── GIVEN ENTRIES ──
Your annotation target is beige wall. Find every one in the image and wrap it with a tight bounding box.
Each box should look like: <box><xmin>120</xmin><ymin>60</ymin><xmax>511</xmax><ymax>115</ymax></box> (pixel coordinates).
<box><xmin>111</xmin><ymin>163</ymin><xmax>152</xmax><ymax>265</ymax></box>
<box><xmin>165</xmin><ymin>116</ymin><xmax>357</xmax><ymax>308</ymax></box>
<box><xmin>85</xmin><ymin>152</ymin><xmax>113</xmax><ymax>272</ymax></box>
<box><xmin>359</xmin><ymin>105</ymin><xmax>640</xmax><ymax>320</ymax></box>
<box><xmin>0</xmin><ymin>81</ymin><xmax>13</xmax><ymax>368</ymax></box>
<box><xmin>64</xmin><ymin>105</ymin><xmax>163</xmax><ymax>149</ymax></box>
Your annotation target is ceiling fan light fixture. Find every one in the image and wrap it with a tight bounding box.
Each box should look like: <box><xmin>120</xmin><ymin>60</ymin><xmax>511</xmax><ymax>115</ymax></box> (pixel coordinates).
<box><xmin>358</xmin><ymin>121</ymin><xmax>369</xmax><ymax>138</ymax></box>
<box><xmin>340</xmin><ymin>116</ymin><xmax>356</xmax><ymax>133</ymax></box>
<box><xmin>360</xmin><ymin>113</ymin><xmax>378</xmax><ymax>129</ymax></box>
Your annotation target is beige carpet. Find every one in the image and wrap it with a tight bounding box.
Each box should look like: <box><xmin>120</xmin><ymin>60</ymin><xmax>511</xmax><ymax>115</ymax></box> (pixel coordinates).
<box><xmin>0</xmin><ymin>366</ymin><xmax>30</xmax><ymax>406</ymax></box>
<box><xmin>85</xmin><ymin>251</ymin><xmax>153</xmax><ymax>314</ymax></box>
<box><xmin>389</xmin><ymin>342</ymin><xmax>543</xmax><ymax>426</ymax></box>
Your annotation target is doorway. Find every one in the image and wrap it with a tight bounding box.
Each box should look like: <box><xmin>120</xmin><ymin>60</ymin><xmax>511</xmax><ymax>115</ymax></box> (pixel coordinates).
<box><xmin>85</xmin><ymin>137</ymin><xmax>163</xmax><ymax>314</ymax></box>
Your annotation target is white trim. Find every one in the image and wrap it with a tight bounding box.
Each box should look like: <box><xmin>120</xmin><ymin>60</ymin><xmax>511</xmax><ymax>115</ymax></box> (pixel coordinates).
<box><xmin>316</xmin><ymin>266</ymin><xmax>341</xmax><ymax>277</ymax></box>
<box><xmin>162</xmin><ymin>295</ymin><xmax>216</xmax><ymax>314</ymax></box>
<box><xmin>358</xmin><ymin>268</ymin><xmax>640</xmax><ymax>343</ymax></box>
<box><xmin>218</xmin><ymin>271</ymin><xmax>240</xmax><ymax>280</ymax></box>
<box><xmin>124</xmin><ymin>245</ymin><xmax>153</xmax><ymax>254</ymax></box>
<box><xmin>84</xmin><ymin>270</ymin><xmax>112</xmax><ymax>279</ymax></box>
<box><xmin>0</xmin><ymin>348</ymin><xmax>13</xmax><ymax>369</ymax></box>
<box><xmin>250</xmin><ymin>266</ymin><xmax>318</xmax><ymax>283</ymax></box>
───
■ **BRIEF**: Can you reproduce all the material exactly?

■ **WRITTEN SOLUTION**:
Your annotation target is beige wall. Find every one in the image and wrap it with a tight bounding box.
Each box should look like: <box><xmin>120</xmin><ymin>60</ymin><xmax>511</xmax><ymax>115</ymax></box> (pixel coordinates).
<box><xmin>111</xmin><ymin>163</ymin><xmax>152</xmax><ymax>265</ymax></box>
<box><xmin>165</xmin><ymin>116</ymin><xmax>357</xmax><ymax>308</ymax></box>
<box><xmin>85</xmin><ymin>152</ymin><xmax>113</xmax><ymax>272</ymax></box>
<box><xmin>359</xmin><ymin>105</ymin><xmax>640</xmax><ymax>320</ymax></box>
<box><xmin>0</xmin><ymin>81</ymin><xmax>13</xmax><ymax>368</ymax></box>
<box><xmin>64</xmin><ymin>105</ymin><xmax>163</xmax><ymax>149</ymax></box>
Your annotation target is ceiling fan light fixture. Find every one in the image and wrap it with a tight bounding box.
Each box should look like: <box><xmin>120</xmin><ymin>60</ymin><xmax>511</xmax><ymax>115</ymax></box> (pixel coordinates).
<box><xmin>358</xmin><ymin>121</ymin><xmax>369</xmax><ymax>138</ymax></box>
<box><xmin>340</xmin><ymin>116</ymin><xmax>356</xmax><ymax>133</ymax></box>
<box><xmin>360</xmin><ymin>113</ymin><xmax>378</xmax><ymax>129</ymax></box>
Your annotation target is beige carpet. Find every one in the image and wrap it with a tight bounding box.
Each box should look like: <box><xmin>120</xmin><ymin>60</ymin><xmax>511</xmax><ymax>115</ymax></box> (pixel coordinates).
<box><xmin>0</xmin><ymin>366</ymin><xmax>30</xmax><ymax>406</ymax></box>
<box><xmin>85</xmin><ymin>251</ymin><xmax>153</xmax><ymax>314</ymax></box>
<box><xmin>389</xmin><ymin>342</ymin><xmax>543</xmax><ymax>426</ymax></box>
Your annotation target is doorway. Find every one in the image and wrap it with a tight bounding box.
Each box should look like: <box><xmin>120</xmin><ymin>60</ymin><xmax>511</xmax><ymax>115</ymax></box> (pixel coordinates).
<box><xmin>85</xmin><ymin>137</ymin><xmax>163</xmax><ymax>314</ymax></box>
Your annotation target is white trim. Find every one in the image and wrap it with a tight bounding box.
Each box should look like: <box><xmin>120</xmin><ymin>60</ymin><xmax>511</xmax><ymax>115</ymax></box> (pixel coordinates).
<box><xmin>316</xmin><ymin>266</ymin><xmax>341</xmax><ymax>277</ymax></box>
<box><xmin>162</xmin><ymin>295</ymin><xmax>216</xmax><ymax>314</ymax></box>
<box><xmin>358</xmin><ymin>268</ymin><xmax>640</xmax><ymax>343</ymax></box>
<box><xmin>218</xmin><ymin>271</ymin><xmax>240</xmax><ymax>280</ymax></box>
<box><xmin>124</xmin><ymin>245</ymin><xmax>153</xmax><ymax>254</ymax></box>
<box><xmin>84</xmin><ymin>270</ymin><xmax>112</xmax><ymax>279</ymax></box>
<box><xmin>0</xmin><ymin>348</ymin><xmax>13</xmax><ymax>369</ymax></box>
<box><xmin>250</xmin><ymin>266</ymin><xmax>318</xmax><ymax>283</ymax></box>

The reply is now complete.